* **Votre objectif**:
Relevez toutes les lignes des entrées qui contiennent le mot "moss".

^^^^^^^^

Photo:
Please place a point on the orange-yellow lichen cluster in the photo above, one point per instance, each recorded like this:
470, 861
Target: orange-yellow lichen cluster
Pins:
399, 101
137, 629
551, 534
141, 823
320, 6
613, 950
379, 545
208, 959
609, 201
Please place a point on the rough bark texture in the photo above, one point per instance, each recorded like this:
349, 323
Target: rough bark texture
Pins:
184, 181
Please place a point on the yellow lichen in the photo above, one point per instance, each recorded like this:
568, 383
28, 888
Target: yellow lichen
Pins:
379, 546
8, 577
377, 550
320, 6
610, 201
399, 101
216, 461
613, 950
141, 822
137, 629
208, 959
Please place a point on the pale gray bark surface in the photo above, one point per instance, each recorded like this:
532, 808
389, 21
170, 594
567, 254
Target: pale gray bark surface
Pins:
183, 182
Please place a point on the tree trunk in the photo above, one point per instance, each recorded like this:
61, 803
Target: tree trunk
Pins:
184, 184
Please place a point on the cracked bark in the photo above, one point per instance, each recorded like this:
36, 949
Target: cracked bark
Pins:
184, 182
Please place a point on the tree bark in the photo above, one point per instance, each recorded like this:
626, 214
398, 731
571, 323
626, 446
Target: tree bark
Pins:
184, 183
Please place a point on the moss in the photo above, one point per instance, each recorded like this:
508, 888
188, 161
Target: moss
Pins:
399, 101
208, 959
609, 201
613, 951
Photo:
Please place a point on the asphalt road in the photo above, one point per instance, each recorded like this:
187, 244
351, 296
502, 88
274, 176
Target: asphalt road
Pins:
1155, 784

^^^^^^^^

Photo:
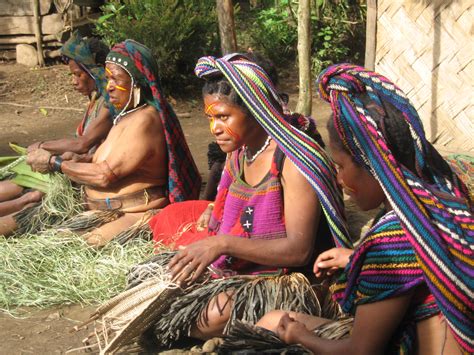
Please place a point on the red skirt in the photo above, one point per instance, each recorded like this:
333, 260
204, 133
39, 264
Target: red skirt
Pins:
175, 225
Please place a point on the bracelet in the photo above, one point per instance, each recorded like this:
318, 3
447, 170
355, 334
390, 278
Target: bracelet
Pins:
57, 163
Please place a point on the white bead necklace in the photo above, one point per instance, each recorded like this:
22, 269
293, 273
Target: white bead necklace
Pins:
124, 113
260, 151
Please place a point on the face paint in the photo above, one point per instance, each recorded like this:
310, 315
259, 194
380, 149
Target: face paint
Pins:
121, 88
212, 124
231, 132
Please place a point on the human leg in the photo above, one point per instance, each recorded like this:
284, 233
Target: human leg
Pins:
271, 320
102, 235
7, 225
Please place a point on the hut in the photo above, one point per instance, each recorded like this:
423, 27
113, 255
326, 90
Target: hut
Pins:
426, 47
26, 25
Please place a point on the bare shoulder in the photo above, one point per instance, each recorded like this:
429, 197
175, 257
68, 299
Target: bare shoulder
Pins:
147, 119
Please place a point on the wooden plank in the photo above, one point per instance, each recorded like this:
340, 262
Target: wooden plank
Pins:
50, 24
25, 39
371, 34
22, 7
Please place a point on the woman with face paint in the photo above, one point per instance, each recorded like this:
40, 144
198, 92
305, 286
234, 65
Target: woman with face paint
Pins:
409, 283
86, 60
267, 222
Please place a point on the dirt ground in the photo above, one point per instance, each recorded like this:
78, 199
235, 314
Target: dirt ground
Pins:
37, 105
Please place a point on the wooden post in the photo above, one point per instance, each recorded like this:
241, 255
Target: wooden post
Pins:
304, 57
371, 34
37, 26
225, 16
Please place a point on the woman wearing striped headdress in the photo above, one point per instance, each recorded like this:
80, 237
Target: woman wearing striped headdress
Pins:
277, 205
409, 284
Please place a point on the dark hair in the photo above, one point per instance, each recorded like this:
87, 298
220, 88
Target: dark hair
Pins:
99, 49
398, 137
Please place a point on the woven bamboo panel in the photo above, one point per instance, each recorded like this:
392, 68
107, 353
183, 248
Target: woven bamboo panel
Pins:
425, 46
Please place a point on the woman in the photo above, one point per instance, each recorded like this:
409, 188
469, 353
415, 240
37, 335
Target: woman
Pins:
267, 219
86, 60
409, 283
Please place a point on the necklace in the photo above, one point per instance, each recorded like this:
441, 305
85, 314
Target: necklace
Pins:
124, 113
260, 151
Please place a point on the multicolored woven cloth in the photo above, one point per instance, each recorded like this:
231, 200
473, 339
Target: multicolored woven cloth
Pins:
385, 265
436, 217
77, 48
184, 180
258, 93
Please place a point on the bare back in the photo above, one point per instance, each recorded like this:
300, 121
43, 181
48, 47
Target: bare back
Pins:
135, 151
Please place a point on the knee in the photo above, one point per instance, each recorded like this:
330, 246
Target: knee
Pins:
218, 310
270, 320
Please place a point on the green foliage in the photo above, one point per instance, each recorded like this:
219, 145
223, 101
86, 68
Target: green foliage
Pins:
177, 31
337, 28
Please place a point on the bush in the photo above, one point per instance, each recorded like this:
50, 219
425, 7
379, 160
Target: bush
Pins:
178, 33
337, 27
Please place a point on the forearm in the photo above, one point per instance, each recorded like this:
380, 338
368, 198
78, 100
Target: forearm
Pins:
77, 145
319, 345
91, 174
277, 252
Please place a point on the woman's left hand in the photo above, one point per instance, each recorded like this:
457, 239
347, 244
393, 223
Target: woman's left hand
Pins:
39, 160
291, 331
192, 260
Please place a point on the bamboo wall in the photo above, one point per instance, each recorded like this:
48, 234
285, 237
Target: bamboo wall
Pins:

^^^^^^^^

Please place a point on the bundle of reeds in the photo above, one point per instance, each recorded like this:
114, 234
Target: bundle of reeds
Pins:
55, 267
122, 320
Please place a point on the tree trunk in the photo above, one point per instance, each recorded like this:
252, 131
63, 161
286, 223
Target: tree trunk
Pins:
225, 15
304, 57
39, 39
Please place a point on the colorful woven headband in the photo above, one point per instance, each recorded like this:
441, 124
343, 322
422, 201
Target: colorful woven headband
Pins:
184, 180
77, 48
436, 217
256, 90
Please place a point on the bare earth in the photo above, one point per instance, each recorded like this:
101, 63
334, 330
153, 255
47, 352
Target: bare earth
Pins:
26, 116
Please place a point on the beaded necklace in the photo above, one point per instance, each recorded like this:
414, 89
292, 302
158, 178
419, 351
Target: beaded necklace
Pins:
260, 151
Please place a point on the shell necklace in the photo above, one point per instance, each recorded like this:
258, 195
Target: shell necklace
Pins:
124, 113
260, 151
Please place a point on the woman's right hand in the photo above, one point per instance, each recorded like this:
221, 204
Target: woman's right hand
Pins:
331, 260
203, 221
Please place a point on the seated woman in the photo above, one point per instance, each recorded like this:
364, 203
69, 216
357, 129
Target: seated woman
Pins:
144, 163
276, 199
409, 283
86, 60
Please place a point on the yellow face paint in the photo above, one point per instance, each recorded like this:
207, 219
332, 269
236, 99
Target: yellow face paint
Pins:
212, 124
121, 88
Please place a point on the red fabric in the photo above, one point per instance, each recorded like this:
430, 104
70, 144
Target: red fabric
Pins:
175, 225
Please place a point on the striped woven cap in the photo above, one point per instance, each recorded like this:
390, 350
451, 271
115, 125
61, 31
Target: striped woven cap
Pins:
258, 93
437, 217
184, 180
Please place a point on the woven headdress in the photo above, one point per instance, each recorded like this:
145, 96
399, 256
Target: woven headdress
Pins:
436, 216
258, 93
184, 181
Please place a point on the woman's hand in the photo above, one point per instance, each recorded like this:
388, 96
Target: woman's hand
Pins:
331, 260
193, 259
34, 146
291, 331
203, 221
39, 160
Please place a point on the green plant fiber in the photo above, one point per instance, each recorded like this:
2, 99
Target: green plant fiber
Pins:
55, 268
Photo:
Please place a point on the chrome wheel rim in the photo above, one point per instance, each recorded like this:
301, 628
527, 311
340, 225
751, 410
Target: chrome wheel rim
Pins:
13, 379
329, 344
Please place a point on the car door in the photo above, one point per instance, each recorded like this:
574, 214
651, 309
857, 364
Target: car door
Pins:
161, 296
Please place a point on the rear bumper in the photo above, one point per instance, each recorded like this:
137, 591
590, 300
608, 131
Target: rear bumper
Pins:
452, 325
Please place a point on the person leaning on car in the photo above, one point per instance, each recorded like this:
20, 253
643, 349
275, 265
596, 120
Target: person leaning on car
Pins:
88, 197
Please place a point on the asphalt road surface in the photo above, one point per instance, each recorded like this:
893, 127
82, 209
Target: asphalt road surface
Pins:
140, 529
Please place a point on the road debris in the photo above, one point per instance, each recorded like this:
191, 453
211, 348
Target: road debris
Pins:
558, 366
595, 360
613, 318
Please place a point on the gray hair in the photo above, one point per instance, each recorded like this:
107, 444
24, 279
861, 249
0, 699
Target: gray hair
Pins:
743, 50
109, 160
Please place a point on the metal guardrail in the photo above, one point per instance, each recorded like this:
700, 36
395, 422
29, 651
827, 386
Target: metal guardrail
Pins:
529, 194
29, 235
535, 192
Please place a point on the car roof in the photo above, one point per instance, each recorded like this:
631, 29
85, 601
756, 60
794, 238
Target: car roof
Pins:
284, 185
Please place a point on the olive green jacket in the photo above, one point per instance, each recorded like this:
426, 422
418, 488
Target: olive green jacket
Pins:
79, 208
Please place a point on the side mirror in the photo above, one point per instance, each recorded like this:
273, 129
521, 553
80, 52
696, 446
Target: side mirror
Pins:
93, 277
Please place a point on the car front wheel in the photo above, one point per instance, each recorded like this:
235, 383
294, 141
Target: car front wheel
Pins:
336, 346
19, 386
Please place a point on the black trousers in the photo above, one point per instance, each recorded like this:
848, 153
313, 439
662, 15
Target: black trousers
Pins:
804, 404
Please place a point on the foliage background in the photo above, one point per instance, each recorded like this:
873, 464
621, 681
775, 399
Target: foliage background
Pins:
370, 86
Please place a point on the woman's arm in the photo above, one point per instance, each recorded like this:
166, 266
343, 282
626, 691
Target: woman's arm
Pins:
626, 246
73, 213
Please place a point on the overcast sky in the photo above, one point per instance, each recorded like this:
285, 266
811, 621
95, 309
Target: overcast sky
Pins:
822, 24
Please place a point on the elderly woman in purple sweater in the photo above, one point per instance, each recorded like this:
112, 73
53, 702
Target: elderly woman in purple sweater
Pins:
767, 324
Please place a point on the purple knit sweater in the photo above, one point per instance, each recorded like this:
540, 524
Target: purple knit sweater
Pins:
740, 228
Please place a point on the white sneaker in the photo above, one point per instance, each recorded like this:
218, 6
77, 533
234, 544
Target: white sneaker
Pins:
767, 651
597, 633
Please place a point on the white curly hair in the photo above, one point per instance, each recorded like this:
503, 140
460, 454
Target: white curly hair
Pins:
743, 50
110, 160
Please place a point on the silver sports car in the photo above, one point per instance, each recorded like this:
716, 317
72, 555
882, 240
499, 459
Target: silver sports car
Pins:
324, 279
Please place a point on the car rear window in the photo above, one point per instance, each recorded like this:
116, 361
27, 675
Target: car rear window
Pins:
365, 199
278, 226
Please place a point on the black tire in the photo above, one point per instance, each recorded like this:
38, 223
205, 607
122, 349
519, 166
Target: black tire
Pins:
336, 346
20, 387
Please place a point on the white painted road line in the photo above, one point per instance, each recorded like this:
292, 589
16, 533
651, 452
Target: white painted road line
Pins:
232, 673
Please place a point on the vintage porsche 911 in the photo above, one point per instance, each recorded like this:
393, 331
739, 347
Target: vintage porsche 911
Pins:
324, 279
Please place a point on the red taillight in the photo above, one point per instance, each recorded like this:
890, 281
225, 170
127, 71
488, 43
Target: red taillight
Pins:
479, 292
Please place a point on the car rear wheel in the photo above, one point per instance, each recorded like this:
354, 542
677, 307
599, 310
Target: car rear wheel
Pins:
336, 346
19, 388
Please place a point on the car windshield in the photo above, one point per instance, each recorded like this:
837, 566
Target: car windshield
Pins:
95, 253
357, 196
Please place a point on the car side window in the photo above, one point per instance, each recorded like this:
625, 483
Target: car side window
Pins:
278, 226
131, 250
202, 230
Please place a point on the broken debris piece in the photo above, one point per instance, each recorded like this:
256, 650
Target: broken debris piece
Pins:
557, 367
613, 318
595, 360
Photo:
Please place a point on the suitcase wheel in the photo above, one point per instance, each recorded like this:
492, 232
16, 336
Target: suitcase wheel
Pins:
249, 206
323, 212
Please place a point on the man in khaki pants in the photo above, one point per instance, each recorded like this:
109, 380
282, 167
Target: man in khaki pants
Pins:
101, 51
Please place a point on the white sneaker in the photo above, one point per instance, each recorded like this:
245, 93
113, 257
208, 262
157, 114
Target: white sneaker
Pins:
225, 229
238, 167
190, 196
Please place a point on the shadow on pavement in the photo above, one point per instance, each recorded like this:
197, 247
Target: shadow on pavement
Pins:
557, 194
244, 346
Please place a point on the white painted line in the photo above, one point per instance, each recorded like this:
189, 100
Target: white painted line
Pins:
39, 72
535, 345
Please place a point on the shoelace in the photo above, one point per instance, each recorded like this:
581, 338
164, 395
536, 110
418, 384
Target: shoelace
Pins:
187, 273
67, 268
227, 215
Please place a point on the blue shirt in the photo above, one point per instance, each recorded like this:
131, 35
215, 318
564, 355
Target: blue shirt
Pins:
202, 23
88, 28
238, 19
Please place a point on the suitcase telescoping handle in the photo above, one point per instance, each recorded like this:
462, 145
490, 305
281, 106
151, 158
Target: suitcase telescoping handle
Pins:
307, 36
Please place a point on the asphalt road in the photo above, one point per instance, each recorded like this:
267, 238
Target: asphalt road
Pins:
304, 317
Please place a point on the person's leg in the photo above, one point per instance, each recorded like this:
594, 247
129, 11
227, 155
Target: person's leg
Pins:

^^^^^^^^

* **Réponse attendue**:
Please place a point on the moss in the photo above, one point per instance, each recorded like this:
Target: moss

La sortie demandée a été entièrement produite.